PROBLEM TO SOLVE — Lines before the one containing "silver sedan, where" are excluded; reproduce that line and all lines after it in the entries below, exactly.

DATA IN THIS EXERCISE —

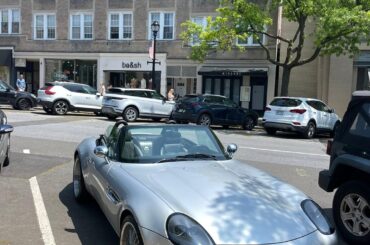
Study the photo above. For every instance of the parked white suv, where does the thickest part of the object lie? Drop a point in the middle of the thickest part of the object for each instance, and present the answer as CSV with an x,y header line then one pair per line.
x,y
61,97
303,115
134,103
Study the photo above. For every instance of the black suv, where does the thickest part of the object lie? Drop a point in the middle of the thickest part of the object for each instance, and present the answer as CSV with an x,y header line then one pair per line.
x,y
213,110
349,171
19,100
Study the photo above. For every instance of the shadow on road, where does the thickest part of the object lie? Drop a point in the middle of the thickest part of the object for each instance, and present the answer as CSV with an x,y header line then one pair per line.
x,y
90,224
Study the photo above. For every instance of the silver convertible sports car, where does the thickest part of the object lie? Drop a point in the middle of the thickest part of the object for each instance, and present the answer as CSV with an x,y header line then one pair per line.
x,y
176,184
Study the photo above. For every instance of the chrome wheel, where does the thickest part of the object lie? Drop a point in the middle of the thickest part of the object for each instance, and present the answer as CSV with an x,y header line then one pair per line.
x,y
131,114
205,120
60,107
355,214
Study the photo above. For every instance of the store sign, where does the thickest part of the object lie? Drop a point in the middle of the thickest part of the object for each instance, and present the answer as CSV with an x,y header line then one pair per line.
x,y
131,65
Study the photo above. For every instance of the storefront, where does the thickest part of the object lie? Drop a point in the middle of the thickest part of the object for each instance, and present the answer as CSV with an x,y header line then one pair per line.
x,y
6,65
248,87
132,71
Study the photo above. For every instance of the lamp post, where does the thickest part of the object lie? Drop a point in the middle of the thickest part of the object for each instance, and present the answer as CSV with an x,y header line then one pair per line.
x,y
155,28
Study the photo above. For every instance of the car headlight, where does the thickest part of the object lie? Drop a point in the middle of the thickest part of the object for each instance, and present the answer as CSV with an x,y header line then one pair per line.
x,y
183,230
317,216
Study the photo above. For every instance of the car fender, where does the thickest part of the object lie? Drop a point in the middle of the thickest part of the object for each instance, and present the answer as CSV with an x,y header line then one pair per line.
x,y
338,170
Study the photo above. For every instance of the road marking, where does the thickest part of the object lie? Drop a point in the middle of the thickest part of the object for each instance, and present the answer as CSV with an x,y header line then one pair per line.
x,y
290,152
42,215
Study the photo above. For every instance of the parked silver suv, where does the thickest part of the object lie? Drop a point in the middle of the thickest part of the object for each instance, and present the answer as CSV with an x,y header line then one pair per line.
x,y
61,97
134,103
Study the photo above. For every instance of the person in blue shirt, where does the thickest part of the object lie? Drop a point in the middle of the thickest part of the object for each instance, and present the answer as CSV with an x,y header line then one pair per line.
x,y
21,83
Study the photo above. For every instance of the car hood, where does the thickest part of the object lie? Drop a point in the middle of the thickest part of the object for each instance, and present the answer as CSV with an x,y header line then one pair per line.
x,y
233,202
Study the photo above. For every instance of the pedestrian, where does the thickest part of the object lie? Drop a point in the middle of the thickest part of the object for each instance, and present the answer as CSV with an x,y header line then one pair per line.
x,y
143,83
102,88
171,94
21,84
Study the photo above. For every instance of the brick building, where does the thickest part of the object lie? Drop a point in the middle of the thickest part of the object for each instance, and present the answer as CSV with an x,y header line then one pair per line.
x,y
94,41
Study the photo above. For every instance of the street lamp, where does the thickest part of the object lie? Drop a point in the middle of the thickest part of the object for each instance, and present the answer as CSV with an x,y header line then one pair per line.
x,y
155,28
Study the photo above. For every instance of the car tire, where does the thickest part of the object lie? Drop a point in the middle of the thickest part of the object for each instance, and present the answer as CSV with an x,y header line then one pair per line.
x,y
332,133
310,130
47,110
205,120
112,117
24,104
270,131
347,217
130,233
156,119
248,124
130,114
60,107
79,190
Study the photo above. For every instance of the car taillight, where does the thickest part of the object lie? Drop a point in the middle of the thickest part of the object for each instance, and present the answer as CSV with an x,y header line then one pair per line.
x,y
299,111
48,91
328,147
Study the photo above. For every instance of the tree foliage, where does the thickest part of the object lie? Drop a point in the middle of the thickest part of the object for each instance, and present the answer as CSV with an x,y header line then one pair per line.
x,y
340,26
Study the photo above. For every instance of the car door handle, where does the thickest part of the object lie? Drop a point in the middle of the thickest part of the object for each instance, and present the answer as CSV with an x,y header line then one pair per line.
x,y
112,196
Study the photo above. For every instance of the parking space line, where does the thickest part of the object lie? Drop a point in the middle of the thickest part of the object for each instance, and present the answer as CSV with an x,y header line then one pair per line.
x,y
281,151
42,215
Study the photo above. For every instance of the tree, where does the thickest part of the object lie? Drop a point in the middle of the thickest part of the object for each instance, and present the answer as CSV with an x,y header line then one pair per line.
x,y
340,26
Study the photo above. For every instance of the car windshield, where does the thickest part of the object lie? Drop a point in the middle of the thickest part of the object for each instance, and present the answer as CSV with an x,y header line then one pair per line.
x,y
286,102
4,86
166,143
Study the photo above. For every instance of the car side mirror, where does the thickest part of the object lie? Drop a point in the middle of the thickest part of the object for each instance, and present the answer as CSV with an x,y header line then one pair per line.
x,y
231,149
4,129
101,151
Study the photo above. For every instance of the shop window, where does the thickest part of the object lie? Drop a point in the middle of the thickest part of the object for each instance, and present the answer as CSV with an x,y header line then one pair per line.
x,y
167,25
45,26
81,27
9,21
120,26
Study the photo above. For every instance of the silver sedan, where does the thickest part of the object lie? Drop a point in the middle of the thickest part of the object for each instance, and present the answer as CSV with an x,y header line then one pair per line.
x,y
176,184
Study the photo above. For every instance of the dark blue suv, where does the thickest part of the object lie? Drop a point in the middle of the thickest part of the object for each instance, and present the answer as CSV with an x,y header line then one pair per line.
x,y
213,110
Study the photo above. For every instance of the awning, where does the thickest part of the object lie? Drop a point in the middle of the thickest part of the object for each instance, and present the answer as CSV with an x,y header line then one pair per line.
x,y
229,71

ANSWER FOR THIS EXERCISE —
Study the photo above. For every instance of the silver sedan, where does the thickest part of the object lie? Drop a point in the middle of the thickest part of the object for each instance, and present the answer as CSV with an x,y header line then one pair per line.
x,y
176,184
Study the photo above. For every instance of the dark blue suv, where does the thickest part of the object lie? Drop a point in the middle of the thickest part of the object for each instance, and present the answer as CSV with an x,y header line then one pair per line.
x,y
213,110
Study the photo above. For every instance of the awning, where does the thickest part of the object lie? Drop a point in the middle of the thickest part of the object for each instance, and present the answer as CSV with an x,y header line then one pair per line.
x,y
229,71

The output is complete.